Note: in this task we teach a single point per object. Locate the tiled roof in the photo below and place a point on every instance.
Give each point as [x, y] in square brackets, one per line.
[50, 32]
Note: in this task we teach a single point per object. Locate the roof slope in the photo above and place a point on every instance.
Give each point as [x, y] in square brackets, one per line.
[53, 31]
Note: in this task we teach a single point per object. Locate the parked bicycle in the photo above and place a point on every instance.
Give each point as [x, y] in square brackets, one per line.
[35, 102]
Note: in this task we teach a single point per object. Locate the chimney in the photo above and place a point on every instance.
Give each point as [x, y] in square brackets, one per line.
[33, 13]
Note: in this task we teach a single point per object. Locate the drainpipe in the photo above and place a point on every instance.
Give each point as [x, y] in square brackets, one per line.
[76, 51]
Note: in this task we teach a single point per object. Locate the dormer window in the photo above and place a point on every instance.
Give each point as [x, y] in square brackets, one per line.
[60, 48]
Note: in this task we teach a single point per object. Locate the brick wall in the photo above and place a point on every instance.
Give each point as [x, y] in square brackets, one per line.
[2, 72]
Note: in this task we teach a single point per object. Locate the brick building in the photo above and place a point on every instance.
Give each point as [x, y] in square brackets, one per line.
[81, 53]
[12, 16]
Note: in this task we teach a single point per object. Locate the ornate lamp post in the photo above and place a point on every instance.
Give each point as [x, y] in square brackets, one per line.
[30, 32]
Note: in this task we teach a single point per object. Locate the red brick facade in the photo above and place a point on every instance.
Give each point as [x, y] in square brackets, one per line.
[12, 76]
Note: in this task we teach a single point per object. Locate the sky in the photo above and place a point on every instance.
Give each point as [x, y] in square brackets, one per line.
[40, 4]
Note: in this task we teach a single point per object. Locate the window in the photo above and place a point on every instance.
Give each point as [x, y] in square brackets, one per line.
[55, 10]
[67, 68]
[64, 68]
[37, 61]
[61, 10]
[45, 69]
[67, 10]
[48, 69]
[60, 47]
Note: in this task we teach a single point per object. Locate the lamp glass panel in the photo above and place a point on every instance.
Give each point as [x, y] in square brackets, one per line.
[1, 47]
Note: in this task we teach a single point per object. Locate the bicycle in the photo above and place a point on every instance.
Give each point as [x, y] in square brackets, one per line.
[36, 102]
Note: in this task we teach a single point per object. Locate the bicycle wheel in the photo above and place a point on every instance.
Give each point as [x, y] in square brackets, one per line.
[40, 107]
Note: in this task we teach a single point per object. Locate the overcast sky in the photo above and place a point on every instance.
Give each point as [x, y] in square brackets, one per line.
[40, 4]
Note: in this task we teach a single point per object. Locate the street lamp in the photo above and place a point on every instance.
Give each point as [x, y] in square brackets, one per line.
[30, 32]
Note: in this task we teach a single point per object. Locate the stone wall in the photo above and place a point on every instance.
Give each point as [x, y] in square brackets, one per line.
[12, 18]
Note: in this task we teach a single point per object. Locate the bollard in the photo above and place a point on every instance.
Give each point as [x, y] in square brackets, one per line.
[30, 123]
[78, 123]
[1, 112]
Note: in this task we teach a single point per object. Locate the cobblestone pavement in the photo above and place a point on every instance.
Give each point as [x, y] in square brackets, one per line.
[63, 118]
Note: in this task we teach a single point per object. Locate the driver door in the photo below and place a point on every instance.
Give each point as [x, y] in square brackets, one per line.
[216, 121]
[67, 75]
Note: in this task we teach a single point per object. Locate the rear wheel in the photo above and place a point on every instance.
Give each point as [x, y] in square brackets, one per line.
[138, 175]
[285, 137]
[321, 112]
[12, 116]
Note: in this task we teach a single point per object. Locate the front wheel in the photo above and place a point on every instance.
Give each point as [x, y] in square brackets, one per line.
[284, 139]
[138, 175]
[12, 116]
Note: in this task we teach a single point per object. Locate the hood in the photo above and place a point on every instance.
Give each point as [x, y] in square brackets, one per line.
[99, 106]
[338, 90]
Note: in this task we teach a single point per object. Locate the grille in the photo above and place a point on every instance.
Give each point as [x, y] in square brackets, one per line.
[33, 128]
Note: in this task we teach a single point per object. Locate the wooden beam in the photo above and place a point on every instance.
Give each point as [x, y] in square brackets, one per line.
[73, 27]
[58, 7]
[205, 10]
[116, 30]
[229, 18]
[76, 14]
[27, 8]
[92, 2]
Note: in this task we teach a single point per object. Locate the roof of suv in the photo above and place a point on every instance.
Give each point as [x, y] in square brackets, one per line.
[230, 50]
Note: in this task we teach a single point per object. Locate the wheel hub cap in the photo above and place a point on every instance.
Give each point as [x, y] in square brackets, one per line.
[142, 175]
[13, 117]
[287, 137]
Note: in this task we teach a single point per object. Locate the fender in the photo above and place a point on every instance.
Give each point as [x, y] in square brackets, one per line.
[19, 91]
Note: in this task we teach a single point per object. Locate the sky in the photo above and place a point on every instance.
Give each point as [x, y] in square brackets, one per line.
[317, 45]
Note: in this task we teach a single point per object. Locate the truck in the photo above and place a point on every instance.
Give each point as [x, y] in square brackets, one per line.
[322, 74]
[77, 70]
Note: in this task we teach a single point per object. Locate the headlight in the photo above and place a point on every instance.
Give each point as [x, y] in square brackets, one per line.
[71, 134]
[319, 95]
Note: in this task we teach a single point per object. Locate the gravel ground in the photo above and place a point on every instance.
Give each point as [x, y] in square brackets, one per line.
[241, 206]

+--

Copy out every line from the one with "Locate the truck" up to and including the last line of the entries, keeping the requests. In the answers, shift each point coordinate by adding -62.

EXERCISE RESPONSE:
Note: in this task we teach a single point per object. Locate the truck in the photo above and place a point on every instance.
Give each point as [x, y] in square brackets, one per line.
[260, 12]
[15, 8]
Note: in this task we teach a single point per object. Locate the headlight in the photo above and place a point on every instance.
Give each point as [x, y] in square brackets, one per line.
[9, 72]
[257, 33]
Note: in this task we teach a single point per object. Locate the gravel ground in the photo above and place a point on every instance.
Give each point as [x, y] in square brackets, one per line.
[179, 144]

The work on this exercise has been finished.